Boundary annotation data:
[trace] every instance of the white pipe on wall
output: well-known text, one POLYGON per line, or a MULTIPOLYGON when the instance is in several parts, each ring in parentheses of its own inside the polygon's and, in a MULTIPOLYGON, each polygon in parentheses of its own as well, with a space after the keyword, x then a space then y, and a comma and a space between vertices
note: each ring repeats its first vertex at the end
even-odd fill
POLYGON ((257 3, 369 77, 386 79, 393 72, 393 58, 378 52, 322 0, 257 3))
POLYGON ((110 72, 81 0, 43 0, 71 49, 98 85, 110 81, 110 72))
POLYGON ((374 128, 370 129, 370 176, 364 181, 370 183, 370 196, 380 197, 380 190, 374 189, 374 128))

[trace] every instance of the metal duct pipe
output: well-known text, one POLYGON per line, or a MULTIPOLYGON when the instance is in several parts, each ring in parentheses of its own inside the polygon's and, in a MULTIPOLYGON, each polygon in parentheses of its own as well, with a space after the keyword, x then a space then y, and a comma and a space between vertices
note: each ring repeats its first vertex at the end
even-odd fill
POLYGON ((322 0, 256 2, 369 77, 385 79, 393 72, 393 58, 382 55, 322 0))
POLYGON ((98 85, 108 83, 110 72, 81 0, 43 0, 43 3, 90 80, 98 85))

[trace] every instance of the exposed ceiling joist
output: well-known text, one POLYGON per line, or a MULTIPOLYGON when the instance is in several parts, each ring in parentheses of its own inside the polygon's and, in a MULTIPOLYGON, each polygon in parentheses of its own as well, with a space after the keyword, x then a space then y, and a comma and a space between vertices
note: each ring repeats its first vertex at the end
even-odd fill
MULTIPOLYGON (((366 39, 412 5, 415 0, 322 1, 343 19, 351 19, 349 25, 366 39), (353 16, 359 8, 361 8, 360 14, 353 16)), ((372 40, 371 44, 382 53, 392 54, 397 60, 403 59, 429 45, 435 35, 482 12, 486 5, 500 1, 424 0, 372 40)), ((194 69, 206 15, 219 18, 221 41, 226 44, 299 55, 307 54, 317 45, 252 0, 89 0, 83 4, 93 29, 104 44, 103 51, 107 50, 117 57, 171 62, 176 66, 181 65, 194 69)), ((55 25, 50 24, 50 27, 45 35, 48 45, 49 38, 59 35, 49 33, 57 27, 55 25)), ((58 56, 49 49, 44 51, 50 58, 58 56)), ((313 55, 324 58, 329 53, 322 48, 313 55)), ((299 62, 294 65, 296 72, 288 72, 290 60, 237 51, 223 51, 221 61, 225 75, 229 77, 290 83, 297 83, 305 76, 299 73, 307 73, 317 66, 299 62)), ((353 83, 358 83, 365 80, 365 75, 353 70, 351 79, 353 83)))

## Written instruction
Please copy out, word for word, the data from the line containing "[trace] every instance of the metal duct pipe" through the end of the data, including both of those lines.

## Answer to the problem
[trace] every instance of the metal duct pipe
output: well-known text, one POLYGON per line, or a MULTIPOLYGON when the instance is in several parts, each ring in parentheses of its own inside the polygon's and, in a MULTIPOLYGON, each polygon in parentheses of its own as well, with a space after the keyword, x then a space then y, and a comma and a space between vertices
note: each ring repeats its first vertex at the end
even-odd fill
POLYGON ((322 0, 256 2, 369 77, 385 79, 393 72, 393 58, 382 55, 322 0))
POLYGON ((98 85, 108 83, 110 72, 81 0, 43 0, 43 3, 90 80, 98 85))

[trace] every instance of the exposed ceiling joist
output: well-known text, one POLYGON per line, or a MULTIPOLYGON when the instance is in several parts, each ring in parentheses of its own inside the polygon's and, in a MULTIPOLYGON, each polygon in parentheses of its own as well, with a space after the keyword, x then a space then y, and a comma and a space between vertices
note: each ring repeats its first vertex at the end
even-odd fill
MULTIPOLYGON (((366 39, 412 5, 415 0, 322 1, 343 19, 351 19, 349 25, 366 39), (353 16, 359 8, 361 8, 360 14, 353 16)), ((372 40, 371 44, 382 53, 392 54, 397 60, 403 59, 429 45, 435 35, 482 12, 486 5, 500 1, 424 0, 372 40)), ((194 69, 206 15, 219 18, 221 41, 226 44, 299 55, 307 54, 317 45, 252 0, 89 0, 83 4, 93 29, 104 44, 103 51, 107 50, 117 57, 171 62, 176 66, 181 65, 194 69)), ((55 25, 50 24, 50 27, 45 35, 48 45, 49 38, 59 35, 49 33, 57 27, 55 25)), ((58 56, 49 49, 44 51, 50 58, 58 56)), ((313 55, 324 58, 329 53, 322 48, 313 55)), ((299 62, 294 65, 296 72, 288 72, 290 60, 237 51, 223 51, 221 61, 225 75, 229 77, 290 83, 297 83, 305 76, 299 73, 307 73, 317 66, 299 62)), ((353 83, 358 83, 365 80, 365 75, 353 70, 351 79, 353 83)))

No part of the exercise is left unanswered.